Yazılı alıştırma 1: Kayıtlarda "The component shall return one point per instance of the orange" ifadesinin geçtiği satırdan başlayıp kayıtların son satırına kadar uzanan satırları, iki uç da dahil olmak üzere, hiç değiştirmeden yeniden yazın.

Okunacak bölüm:
*****
Burç Karabulut Yazdı
“Vendetta” kelime
anlamıyla “intikam”a denk gelir. İntikam ise bir özgürlük savaşçısının en son
ihtiyaç duyduğu duygudur. V asıl olarak nedir, kimdir, niye ortaya çıkmıştır. V
aslen bir sembol, bir serzeniş ve bir ihtiyaç olarak bugün Gezi direnişinin
simgesi haline gelmiştir. Amacım, politik gerilimlere girmek olmasa da filmin
kendisi izlendiğinde Gezi direnişi, Tahrir direnişi ya Brezilya’daki direnişin
çok da farkı olmadığı göze çarpmaktadır. Wachowski’lerin zeitgeisti (zamanın
ruhunu) iyi okuyarak senaryolaştırdığı, James McTuige’nin filmleştirdiği V,
nelere gebe bir görelim. V for Vendetta’nın yaratılış öyküsü ve filmi başarılı
kılan özellikle çok önemli.
5 Kasım’ı hatırla ya da
yarat!
V, siyah beyaz bir
jenerikle açılıyor ardından ise militer (askeri) marş onu izliyor. Bu jenerik
ve ardından giren askeri marş bize ister istemez Nazi dönemini hatırlatıyor.
*****
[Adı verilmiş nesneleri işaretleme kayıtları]
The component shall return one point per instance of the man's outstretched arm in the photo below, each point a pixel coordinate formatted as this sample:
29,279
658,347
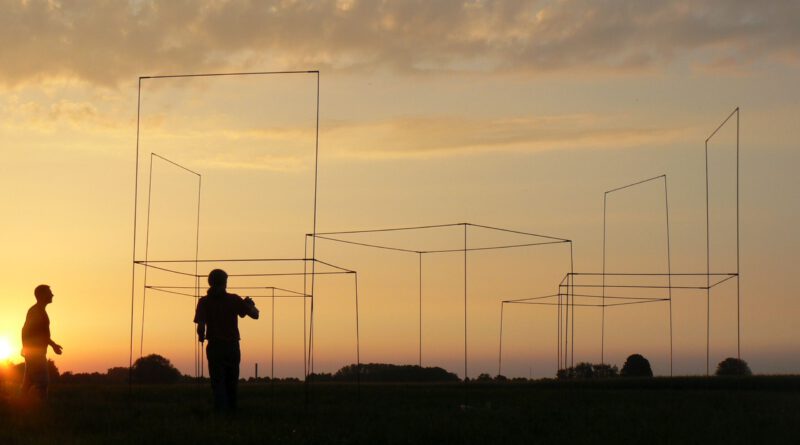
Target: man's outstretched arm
201,332
56,347
250,308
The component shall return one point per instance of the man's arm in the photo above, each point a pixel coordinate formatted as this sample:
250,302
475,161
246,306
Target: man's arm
200,319
56,347
250,308
201,331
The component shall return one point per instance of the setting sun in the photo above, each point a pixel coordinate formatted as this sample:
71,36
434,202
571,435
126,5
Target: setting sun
5,349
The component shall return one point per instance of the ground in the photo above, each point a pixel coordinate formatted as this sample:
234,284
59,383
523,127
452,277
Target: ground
679,410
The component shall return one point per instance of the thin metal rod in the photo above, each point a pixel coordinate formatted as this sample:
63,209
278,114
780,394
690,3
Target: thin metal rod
400,249
635,184
374,246
735,111
675,274
518,232
393,229
272,348
254,73
305,317
314,232
603,315
146,252
197,256
708,270
173,163
738,272
233,260
510,246
631,286
571,291
420,310
669,272
558,336
358,341
466,375
500,349
135,209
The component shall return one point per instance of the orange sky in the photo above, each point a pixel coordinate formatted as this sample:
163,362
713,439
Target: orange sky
*****
Yazılı alıştırma 2: V for Vendetta üzerine olan metnin tamamını, tek harfini bile değiştirmeden yazıya geçirin.

Çözümlü cevap 1:
The component shall return one point per instance of the orange sky in the photo above, each point a pixel coordinate formatted as this sample:
163,362
713,439
Target: orange sky

Çözümlü cevap 2:
Burç Karabulut Yazdı
“Vendetta” kelime
anlamıyla “intikam”a denk gelir. İntikam ise bir özgürlük savaşçısının en son
ihtiyaç duyduğu duygudur. V asıl olarak nedir, kimdir, niye ortaya çıkmıştır. V
aslen bir sembol, bir serzeniş ve bir ihtiyaç olarak bugün Gezi direnişinin
simgesi haline gelmiştir. Amacım, politik gerilimlere girmek olmasa da filmin
kendisi izlendiğinde Gezi direnişi, Tahrir direnişi ya Brezilya’daki direnişin
çok da farkı olmadığı göze çarpmaktadır. Wachowski’lerin zeitgeisti (zamanın
ruhunu) iyi okuyarak senaryolaştırdığı, James McTuige’nin filmleştirdiği V,
nelere gebe bir görelim. V for Vendetta’nın yaratılış öyküsü ve filmi başarılı
kılan özellikle çok önemli.
5 Kasım’ı hatırla ya da
yarat!
V, siyah beyaz bir
jenerikle açılıyor ardından ise militer (askeri) marş onu izliyor. Bu jenerik
ve ardından giren askeri marş bize ister istemez Nazi dönemini hatırlatıyor.